▸ **About this task**
Exact copies of all the records are the expected output.

▸ **The data**

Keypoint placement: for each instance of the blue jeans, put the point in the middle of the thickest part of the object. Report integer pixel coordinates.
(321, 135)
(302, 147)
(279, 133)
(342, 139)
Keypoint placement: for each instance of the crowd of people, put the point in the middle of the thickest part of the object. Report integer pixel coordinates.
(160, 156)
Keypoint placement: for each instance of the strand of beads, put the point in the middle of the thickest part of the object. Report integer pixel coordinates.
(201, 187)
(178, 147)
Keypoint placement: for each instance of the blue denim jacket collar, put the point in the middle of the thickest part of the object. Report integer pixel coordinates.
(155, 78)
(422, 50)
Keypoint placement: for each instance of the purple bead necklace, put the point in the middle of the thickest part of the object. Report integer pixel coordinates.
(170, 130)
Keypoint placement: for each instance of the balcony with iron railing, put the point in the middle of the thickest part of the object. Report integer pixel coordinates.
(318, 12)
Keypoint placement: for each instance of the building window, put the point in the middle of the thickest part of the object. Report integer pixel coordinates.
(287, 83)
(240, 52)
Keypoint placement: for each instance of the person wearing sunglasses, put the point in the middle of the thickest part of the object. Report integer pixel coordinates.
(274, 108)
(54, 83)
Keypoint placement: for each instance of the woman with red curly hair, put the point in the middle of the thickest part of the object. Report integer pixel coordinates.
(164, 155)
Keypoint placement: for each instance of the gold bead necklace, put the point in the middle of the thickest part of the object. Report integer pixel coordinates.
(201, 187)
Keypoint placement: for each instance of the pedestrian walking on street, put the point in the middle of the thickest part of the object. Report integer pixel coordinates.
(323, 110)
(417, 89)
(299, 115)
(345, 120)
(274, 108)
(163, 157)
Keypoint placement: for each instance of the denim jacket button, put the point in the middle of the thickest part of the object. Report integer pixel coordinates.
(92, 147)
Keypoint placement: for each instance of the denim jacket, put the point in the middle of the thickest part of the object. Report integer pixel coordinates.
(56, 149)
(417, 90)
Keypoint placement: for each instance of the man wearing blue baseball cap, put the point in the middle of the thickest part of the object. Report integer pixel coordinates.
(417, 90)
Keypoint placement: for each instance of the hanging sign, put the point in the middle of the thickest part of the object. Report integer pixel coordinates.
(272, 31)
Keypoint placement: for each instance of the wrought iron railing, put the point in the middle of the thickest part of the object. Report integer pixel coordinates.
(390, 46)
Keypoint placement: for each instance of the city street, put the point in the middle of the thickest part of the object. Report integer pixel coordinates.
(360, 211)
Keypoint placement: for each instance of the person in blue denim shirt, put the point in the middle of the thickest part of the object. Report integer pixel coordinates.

▸ **Written reply**
Keypoint placement: for each instance of the blue jeans, put the point in the middle of the thickest part of the object. Report integer pixel coordinates.
(321, 135)
(302, 147)
(279, 133)
(342, 139)
Keypoint placement: for each instance of the crowd of people, put the point in the middle of the thickest part of the object. Report integer pixel coordinates.
(160, 156)
Keypoint placement: for each instance of the strand of beads, put the point in the middle of the thickest part of the object. Report integer pixel coordinates.
(201, 187)
(178, 147)
Keypoint placement: for each instance of the blue denim jacket collar, put the point in the middle of the thickest part of the object. Report integer pixel coordinates.
(155, 78)
(422, 50)
Keypoint placement: for each instance of the purple bead necklace, put the point in the middle of the thickest part of the object. Report integer pixel coordinates.
(170, 130)
Keypoint placement: for each instance of the balcony with iron railing, put the point in the middle of the thickest part of the object. Report integer pixel coordinates.
(318, 12)
Keypoint placement: for each instance of the building window, put the point in the middle of the thickest part of the object. Report integer pixel coordinates.
(287, 83)
(240, 52)
Keypoint placement: for each instance of the person wearing sunglasses, put the point in the middle of the thickest part of the object. Report integer pixel coordinates.
(274, 108)
(54, 83)
Keypoint placement: for each instance of the woman with red curly hair, put the point in the middle of the thickest part of the object. Report integer pixel coordinates.
(164, 155)
Keypoint placement: for each instance of the gold bead necklace, put the point in the middle of the thickest part of the object. Report integer pixel coordinates.
(201, 187)
Keypoint placement: for each instance of the pedestrian walking on street, put the point in the middle of the thickest part of the object. Report integer pixel coordinates.
(323, 110)
(417, 89)
(299, 115)
(345, 120)
(274, 108)
(163, 157)
Keypoint placement: for each instance of the denim jacket button, put the point in the middle of the thickest part of the object. Report integer pixel coordinates.
(92, 147)
Keypoint placement: for each instance of the denim jacket, put the point in the middle of the thickest part of the object. Report integer pixel coordinates.
(56, 149)
(417, 90)
Keypoint placement: for each instance of the man wearing blue baseball cap, put the point in the middle of the thickest part of the object. Report integer pixel coordinates.
(417, 90)
Keypoint placement: for each instance of the hanging sign, put the point in the middle of the thickest part of the object. Report integer pixel coordinates.
(272, 31)
Keypoint placement: for each instance of the wrought iron railing, put the point in the middle of the thickest part of the object. Report integer pixel coordinates.
(390, 46)
Keypoint placement: for each instance of the city street, put the point in the middle of the thickest part of the object. Report integer pixel coordinates.
(360, 211)
Keypoint placement: for each instance of the person in blue denim shirt, put the point in the middle of the thickest part of the object. Report integer pixel coordinates.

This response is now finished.